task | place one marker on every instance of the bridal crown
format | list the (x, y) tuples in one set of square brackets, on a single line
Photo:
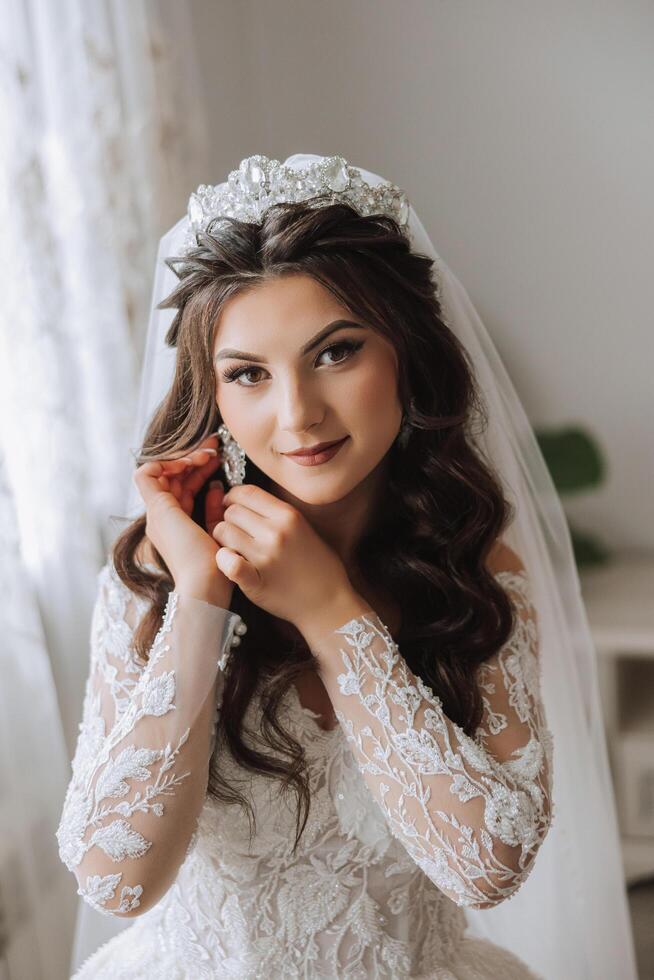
[(261, 182)]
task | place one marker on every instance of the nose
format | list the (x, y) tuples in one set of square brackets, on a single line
[(299, 412)]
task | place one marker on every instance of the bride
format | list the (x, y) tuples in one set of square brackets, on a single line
[(341, 703)]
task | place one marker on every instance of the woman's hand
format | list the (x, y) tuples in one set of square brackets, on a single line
[(168, 489), (274, 555)]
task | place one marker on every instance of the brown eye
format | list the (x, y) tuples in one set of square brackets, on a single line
[(350, 346)]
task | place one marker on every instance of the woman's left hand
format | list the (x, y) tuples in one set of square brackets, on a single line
[(275, 557)]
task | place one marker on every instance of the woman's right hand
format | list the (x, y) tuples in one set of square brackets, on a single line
[(168, 489)]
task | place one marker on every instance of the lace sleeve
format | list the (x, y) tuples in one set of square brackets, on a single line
[(140, 769), (471, 812)]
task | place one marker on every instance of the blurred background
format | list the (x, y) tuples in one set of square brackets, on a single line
[(523, 134)]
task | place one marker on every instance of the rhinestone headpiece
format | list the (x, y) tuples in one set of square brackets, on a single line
[(260, 182)]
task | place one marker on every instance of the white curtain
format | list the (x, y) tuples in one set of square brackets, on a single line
[(101, 129)]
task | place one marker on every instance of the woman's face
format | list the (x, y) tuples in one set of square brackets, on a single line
[(284, 399)]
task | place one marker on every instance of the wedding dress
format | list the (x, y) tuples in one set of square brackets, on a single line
[(383, 872), (419, 841)]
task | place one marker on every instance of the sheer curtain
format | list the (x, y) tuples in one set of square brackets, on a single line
[(102, 131)]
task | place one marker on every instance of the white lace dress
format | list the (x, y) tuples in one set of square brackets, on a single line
[(411, 820)]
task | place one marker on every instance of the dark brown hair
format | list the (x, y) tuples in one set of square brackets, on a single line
[(445, 506)]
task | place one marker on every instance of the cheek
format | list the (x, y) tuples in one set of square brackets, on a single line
[(373, 392)]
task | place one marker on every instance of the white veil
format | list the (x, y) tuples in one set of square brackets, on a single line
[(570, 918)]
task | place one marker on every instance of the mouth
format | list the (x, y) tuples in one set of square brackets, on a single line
[(314, 456), (318, 448)]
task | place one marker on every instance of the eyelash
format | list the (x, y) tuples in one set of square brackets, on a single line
[(352, 346)]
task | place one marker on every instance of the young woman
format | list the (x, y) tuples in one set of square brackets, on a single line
[(313, 732)]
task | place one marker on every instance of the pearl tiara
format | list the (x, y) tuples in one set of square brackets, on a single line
[(260, 182)]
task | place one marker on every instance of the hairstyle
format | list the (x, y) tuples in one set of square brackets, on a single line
[(445, 505)]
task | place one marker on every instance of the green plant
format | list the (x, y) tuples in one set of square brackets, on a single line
[(576, 464)]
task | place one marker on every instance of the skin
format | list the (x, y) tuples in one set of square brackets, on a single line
[(289, 549), (294, 401)]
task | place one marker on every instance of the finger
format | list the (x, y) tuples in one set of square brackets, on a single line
[(214, 509), (187, 500), (195, 477), (248, 520), (258, 500), (231, 536), (146, 479)]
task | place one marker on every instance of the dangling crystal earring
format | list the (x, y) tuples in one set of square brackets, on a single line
[(233, 457), (404, 434)]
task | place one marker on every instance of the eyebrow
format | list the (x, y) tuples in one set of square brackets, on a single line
[(314, 342)]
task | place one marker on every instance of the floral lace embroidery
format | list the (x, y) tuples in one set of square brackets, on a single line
[(114, 778), (417, 763)]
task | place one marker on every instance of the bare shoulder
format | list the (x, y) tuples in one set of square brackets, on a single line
[(502, 558)]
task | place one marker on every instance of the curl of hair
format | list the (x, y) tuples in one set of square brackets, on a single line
[(445, 507)]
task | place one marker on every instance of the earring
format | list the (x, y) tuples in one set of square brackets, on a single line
[(233, 457), (404, 434)]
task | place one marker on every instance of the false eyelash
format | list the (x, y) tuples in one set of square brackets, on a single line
[(352, 346)]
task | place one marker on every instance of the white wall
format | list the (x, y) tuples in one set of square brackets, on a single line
[(523, 134)]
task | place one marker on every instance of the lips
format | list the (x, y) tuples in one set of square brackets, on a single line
[(312, 450)]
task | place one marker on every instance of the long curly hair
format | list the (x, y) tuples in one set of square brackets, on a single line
[(445, 506)]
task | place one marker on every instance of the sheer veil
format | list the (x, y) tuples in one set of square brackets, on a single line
[(570, 917)]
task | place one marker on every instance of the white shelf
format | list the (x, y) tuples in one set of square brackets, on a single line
[(619, 601)]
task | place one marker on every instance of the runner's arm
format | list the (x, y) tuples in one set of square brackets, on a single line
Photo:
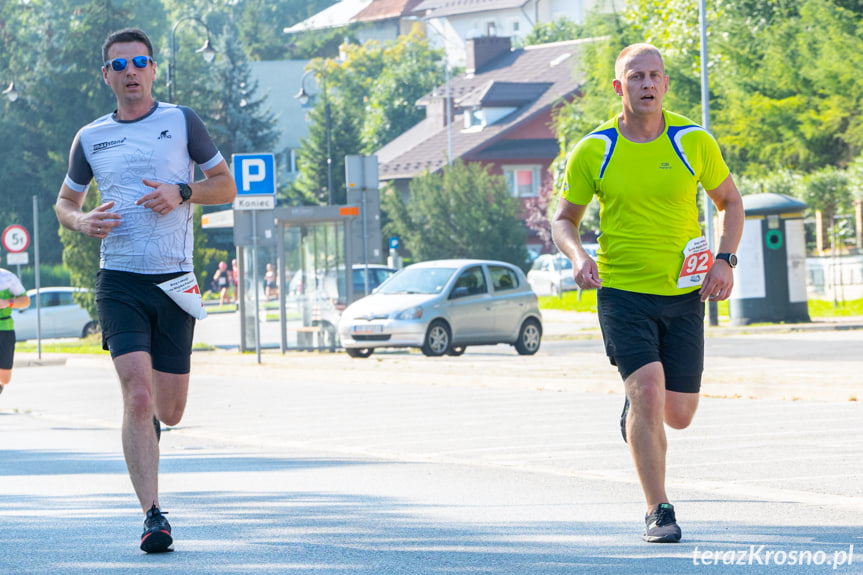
[(564, 228)]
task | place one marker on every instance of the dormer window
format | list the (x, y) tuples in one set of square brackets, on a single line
[(478, 118), (523, 181)]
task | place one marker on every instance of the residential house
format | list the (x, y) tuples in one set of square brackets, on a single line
[(380, 20), (385, 20), (500, 114), (452, 23)]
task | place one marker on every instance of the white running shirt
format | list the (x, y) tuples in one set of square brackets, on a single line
[(162, 146)]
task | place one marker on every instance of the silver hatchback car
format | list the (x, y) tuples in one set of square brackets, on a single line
[(443, 306)]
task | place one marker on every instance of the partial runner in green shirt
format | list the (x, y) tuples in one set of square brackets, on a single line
[(12, 296), (648, 197), (655, 269)]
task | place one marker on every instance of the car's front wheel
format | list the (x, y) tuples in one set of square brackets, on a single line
[(359, 351), (529, 337), (437, 339)]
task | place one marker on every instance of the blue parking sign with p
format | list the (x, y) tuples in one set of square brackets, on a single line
[(255, 174)]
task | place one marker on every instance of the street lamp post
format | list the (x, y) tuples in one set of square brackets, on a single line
[(11, 92), (306, 97), (207, 51), (712, 307)]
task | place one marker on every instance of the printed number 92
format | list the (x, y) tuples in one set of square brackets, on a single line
[(697, 263)]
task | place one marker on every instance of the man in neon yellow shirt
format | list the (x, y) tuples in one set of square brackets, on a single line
[(653, 270)]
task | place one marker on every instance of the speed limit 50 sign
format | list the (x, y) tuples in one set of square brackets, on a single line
[(15, 239)]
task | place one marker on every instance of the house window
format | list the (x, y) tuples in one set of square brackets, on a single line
[(523, 181)]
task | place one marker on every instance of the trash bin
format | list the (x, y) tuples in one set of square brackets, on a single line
[(770, 278)]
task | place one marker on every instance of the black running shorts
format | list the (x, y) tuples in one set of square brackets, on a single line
[(642, 328), (7, 348), (136, 315)]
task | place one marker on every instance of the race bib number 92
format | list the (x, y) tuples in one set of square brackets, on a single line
[(697, 260)]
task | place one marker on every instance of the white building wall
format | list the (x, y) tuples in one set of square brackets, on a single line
[(452, 32)]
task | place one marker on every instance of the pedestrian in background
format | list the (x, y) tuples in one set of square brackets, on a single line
[(222, 278), (654, 270), (142, 157), (12, 296)]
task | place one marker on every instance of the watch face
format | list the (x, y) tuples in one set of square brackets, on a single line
[(730, 258)]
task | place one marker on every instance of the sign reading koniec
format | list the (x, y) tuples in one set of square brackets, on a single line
[(255, 175)]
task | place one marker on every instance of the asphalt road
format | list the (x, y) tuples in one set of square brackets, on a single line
[(487, 463)]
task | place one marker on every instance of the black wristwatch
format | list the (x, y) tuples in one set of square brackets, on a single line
[(730, 259), (185, 192)]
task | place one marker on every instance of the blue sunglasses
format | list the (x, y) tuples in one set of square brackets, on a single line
[(119, 64)]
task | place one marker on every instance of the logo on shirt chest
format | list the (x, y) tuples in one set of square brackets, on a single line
[(102, 146)]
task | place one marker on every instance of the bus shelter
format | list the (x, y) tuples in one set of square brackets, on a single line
[(294, 276)]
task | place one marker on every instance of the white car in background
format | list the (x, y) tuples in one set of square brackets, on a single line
[(443, 306), (61, 316), (551, 274)]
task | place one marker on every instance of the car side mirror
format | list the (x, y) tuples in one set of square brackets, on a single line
[(459, 292)]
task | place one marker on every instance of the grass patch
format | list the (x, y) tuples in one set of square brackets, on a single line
[(823, 308), (569, 301), (817, 308), (87, 345)]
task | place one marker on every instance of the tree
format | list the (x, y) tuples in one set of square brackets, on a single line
[(371, 94), (234, 114), (343, 133), (828, 192), (460, 212), (412, 70)]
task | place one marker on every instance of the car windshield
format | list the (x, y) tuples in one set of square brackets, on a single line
[(418, 280)]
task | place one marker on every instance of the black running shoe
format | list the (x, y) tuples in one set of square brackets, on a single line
[(661, 525), (623, 419), (156, 537)]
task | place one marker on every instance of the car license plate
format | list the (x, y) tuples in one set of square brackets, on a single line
[(374, 328)]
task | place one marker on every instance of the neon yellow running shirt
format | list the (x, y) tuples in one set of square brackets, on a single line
[(648, 196)]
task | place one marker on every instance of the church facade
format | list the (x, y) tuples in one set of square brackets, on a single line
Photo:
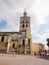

> _What to do_
Without any pictures, reproduce the lines from the first one in the material through the line that has "task | place one marker on every instance of the brown", exactly as they appear.

> _The answer_
task | place one marker on every instance of the bridal crown
format | list the (x, y) tuples in one set of square brackets, on a single line
Photo:
[(261, 182)]
task | place one marker on every instance of the nose
format | list the (x, y) tuples in one set of square brackets, on a single line
[(299, 412)]
task | place one marker on every instance of the bride
format | list the (x, y) tuples in one set of square brackets, on a single line
[(341, 703)]
task | place one marker on every instance of the woman's hand
format | list the (x, y) tuples in one set of square brackets, on a single line
[(168, 489), (274, 555)]
task | place one marker on every instance of the brown eye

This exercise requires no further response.